- Provided material
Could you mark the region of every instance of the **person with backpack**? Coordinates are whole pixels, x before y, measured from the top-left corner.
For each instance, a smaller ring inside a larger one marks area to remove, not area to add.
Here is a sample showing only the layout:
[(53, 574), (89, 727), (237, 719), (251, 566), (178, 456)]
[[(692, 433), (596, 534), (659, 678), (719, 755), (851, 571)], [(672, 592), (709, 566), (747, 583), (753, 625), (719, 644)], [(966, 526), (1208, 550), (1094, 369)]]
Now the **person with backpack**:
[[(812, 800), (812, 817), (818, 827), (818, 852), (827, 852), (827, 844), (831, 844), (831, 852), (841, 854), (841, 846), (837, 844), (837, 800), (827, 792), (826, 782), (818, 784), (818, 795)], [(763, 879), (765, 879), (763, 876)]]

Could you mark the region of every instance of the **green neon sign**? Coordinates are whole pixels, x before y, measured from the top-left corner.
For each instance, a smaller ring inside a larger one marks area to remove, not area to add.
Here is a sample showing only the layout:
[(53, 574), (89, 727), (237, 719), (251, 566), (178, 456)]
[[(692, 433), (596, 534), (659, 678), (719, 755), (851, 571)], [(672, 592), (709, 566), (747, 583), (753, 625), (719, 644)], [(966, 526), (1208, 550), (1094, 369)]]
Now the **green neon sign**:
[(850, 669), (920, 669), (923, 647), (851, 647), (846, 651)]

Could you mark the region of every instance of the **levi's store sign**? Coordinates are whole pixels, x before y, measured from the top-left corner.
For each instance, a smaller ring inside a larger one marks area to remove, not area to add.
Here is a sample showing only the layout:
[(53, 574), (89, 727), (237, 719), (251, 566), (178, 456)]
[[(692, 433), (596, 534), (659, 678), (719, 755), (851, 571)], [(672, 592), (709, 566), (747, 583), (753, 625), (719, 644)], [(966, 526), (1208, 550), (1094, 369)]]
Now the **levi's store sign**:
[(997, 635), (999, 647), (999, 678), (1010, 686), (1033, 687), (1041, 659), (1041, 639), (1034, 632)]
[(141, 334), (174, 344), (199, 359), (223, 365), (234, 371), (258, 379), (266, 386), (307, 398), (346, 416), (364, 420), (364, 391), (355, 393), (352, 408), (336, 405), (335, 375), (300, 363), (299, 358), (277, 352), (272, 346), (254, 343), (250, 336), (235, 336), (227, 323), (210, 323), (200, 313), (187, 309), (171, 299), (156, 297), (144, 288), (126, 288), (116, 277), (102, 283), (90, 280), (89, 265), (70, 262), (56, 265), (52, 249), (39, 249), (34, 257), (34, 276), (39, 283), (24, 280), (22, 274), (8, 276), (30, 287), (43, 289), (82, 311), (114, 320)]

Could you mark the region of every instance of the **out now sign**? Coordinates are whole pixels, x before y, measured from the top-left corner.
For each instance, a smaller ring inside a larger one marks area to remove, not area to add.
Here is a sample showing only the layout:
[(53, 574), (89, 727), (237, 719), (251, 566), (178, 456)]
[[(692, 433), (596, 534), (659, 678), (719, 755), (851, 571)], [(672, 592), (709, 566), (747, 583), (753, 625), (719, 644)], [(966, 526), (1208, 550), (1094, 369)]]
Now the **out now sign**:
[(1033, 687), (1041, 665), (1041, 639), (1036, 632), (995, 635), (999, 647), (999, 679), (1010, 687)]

- What you have to do
Reproduce all of the items above line for line, without changing anything.

- Answer to the task
Could you mark the region of every instance of the **person with backpack**? Coordinates are whole pixels, x before y, measured from the top-left corner.
For each instance, a smaller ring inside a larger one marks area to remove, not area to add.
Here is a sample showing only the layout:
[(53, 574), (89, 727), (237, 719), (251, 566), (178, 456)]
[[(692, 433), (596, 534), (659, 678), (719, 755), (851, 571)], [(672, 592), (709, 566), (747, 583), (753, 625), (719, 644)], [(966, 526), (1208, 550), (1094, 369)]]
Now the **person with backpack**:
[[(812, 800), (812, 817), (818, 827), (818, 852), (827, 852), (827, 844), (831, 844), (831, 852), (841, 854), (841, 846), (837, 844), (837, 800), (827, 792), (826, 782), (818, 784), (818, 795)], [(763, 879), (765, 879), (763, 876)]]

Could you mark the region of every instance of the **green neon sign**? Coordinates are whole pixels, x before y, measured from the top-left corner.
For each instance, a smaller ring inside a larger one marks area to remove, not area to add.
Here is a sample showing only the layout:
[(53, 574), (89, 727), (237, 719), (251, 566), (178, 456)]
[[(692, 433), (596, 534), (659, 678), (719, 755), (851, 571)], [(672, 592), (709, 566), (747, 583), (753, 625), (719, 644)], [(966, 526), (1208, 550), (1094, 369)]]
Now the **green neon sign**:
[(850, 669), (920, 669), (923, 647), (851, 647), (846, 651)]

Could you mark the region of every instance of the **levi's store sign**? Coordinates are whole pixels, x before y, measured from the top-left corner.
For each instance, a smaller ring inside a larger one marks area to remove, not area to add.
Here is a sample showing only the layout:
[(53, 574), (89, 727), (237, 719), (251, 566), (178, 456)]
[[(692, 433), (596, 534), (659, 678), (719, 755), (851, 571)], [(672, 592), (709, 566), (747, 583), (753, 625), (719, 644)], [(966, 526), (1208, 550), (1094, 369)]]
Now the **levi's store sign**:
[(997, 635), (999, 647), (999, 678), (1010, 686), (1033, 687), (1041, 659), (1041, 639), (1034, 632)]
[(141, 334), (174, 344), (199, 359), (223, 365), (234, 371), (258, 379), (266, 386), (307, 398), (346, 416), (364, 420), (364, 391), (355, 393), (352, 408), (336, 405), (335, 375), (300, 363), (299, 358), (277, 352), (272, 346), (254, 343), (250, 336), (235, 336), (227, 323), (210, 323), (200, 313), (187, 309), (171, 299), (156, 297), (144, 288), (126, 288), (116, 277), (102, 283), (90, 280), (89, 265), (70, 262), (56, 265), (52, 249), (39, 249), (34, 257), (34, 276), (39, 283), (24, 280), (22, 274), (8, 276), (30, 287), (43, 289), (82, 311), (114, 320)]

Could you mark the region of every instance of the **out now sign**? Coordinates are whole pixels, x before y, measured from the top-left corner.
For each instance, a smaller ring inside a larger one marks area to remove, not area to add.
Here is a sample showing only the layout:
[(53, 574), (89, 727), (237, 719), (251, 566), (178, 456)]
[[(692, 433), (596, 534), (659, 678), (719, 755), (851, 571)], [(672, 592), (709, 566), (747, 583), (753, 625), (719, 644)], [(966, 526), (1208, 550), (1094, 369)]]
Now the **out now sign**:
[(1033, 687), (1041, 665), (1041, 639), (1036, 632), (995, 635), (999, 647), (999, 679), (1010, 687)]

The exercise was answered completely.